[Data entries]
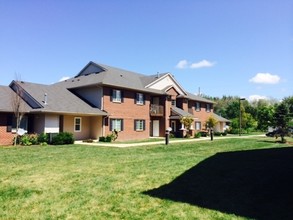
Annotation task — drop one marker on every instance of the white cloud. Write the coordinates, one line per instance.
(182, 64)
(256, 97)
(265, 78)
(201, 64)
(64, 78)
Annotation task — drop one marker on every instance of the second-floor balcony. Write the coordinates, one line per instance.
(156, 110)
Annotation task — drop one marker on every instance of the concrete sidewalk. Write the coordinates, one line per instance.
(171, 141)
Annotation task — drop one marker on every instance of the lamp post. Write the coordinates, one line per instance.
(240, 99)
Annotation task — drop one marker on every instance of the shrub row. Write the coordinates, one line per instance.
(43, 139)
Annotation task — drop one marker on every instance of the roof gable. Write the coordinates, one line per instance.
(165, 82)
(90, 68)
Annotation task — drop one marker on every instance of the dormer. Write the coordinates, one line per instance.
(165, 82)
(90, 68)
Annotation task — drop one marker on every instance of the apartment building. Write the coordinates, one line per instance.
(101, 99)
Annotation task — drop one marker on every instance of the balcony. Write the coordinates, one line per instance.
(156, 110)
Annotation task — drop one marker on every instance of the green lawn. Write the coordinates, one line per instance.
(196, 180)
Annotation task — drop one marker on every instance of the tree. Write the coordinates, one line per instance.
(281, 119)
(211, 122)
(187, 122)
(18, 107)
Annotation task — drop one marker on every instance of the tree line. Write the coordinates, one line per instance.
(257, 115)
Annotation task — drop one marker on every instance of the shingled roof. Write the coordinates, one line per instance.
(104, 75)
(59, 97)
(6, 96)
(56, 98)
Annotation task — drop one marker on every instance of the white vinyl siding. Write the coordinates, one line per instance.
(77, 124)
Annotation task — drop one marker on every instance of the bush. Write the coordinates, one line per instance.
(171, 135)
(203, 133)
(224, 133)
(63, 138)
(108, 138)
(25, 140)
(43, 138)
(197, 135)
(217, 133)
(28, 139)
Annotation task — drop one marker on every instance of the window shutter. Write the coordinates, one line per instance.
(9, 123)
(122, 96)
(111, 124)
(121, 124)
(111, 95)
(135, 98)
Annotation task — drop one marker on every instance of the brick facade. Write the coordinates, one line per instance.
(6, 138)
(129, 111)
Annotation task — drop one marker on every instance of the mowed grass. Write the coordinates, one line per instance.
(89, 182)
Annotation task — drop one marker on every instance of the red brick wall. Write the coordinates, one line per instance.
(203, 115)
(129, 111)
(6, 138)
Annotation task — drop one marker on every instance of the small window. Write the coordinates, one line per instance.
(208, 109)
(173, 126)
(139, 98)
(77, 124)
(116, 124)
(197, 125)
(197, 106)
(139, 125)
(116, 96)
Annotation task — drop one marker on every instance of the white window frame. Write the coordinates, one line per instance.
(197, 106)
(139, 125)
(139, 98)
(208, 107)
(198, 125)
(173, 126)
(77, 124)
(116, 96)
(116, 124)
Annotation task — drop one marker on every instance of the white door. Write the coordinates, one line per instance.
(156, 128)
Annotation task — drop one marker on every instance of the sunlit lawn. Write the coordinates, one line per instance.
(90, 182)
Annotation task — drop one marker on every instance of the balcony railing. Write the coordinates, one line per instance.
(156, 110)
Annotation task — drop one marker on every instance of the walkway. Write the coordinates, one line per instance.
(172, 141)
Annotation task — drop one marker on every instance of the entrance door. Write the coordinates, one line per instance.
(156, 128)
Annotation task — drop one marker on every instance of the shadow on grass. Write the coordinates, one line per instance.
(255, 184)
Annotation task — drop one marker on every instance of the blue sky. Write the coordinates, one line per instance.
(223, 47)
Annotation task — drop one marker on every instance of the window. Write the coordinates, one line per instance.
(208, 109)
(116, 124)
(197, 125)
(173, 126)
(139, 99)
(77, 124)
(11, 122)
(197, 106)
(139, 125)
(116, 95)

Task ▸ Repeat the material verbatim. Do not carry over any picture.

Answer below ▸
Annotation task — drop one marker on every instance of the white cloud. Write the coordinates, one line per instance.
(182, 64)
(256, 97)
(265, 78)
(201, 64)
(64, 78)
Annotation task — drop one marker on every instance of the second-floor balcony. Write the coordinates, one line per instance.
(156, 110)
Annotation task — drop one marker on every instance of the concrete sidewalk. Write the coordinates, one line per instance.
(171, 141)
Annotation task — drop one marker on every instance of the lamp post. Write the coordinates, one line per instance.
(240, 99)
Annotation task — drop one marker on every instance of the shrub row. Write the coordinates, one line per instance.
(43, 139)
Annotation task — drop one marker on every instance of the roof gable. Write the coordinates, one line per instance.
(165, 82)
(90, 68)
Annotation task — drop one marker on every instance of the dormer. Write the coordinates, one line per instance.
(165, 82)
(90, 68)
Annotation task — drop one marker on every instance of the apartment building. Write the coordinates, one line per instance.
(101, 99)
Annotation task — drop one marker on every instance of the balcony. Write the coordinates, one line per instance.
(156, 110)
Annotation task — drop one marker on every instance of the green lawn. Write the coordinates, one line per instance.
(196, 180)
Annotation task — drop one marker on every instance of the tree. Write the coordinates, one line per instance.
(281, 119)
(211, 122)
(187, 122)
(18, 107)
Annotation task — drop one marker on every instance of the tree line. Write the coordinates, one line per instance.
(257, 115)
Annotation task — drop one marker on every instance of the shingled roof. Write the coordinates, one line per instance.
(104, 75)
(59, 97)
(6, 96)
(56, 98)
Annotation task — drop one marker on every instance of the white vinyl siding. Write the coordinates, one line per instance.
(77, 124)
Annotation task — drop one marker on every instance of the bush. Write the coordinates, one line per instance.
(171, 135)
(203, 133)
(224, 133)
(63, 138)
(108, 138)
(25, 140)
(43, 138)
(197, 135)
(217, 133)
(28, 139)
Annotation task — drop one marker on every instance of the window shutter. Write the coordinates, one line per instance.
(9, 123)
(122, 96)
(111, 124)
(121, 124)
(111, 95)
(135, 98)
Annotation task — drop one marker on every instance of the brick facade. Write the coordinates, one line per instance.
(6, 138)
(129, 111)
Annotation task — drop one marker on every instance of the mowed grass. Write the coordinates, one line per instance.
(89, 182)
Annotation task — drop one marker on every instance of the red brick wall. Write the coordinates, one line per instance.
(203, 115)
(129, 111)
(6, 138)
Annotation task — drop one marker on every instance of the small window. Write the coordinates, one line per instance.
(208, 109)
(173, 126)
(139, 98)
(77, 124)
(116, 124)
(197, 125)
(197, 106)
(139, 125)
(116, 96)
Annotation task — drop one marker on every instance of the white window frame. Write the coordinates, one line per instance.
(197, 106)
(139, 125)
(139, 98)
(208, 107)
(198, 125)
(173, 126)
(77, 124)
(116, 96)
(116, 124)
Annotation task — drop one marker on every instance of the white door. Write the coordinates, one line per instance.
(156, 128)
Annotation task — drop one marker on every instance of the sunlit lawn. Write the coordinates, one line per instance.
(90, 182)
Annotation task — drop one marker on every instance of the balcony railing. Write the coordinates, one line per instance.
(156, 110)
Annotation task — drop one marker on every instance of the walkway. Write the coordinates, one line per instance.
(172, 141)
Annotation task — drop one marker on every instance of the entrance door. Write the coordinates, one line per instance.
(156, 128)
Annotation task — drop one marker on every instance of the shadow on grass. Write the coordinates, one line per instance.
(255, 184)
Annotation task — drop one marker on every instance of the blue sky. Write the coordinates, one line per instance.
(223, 47)
Annotation task — drop one marker on every instance of the window. Write the coordinates, one line per instance.
(208, 109)
(116, 124)
(197, 125)
(173, 126)
(139, 99)
(77, 124)
(11, 122)
(197, 106)
(139, 125)
(116, 95)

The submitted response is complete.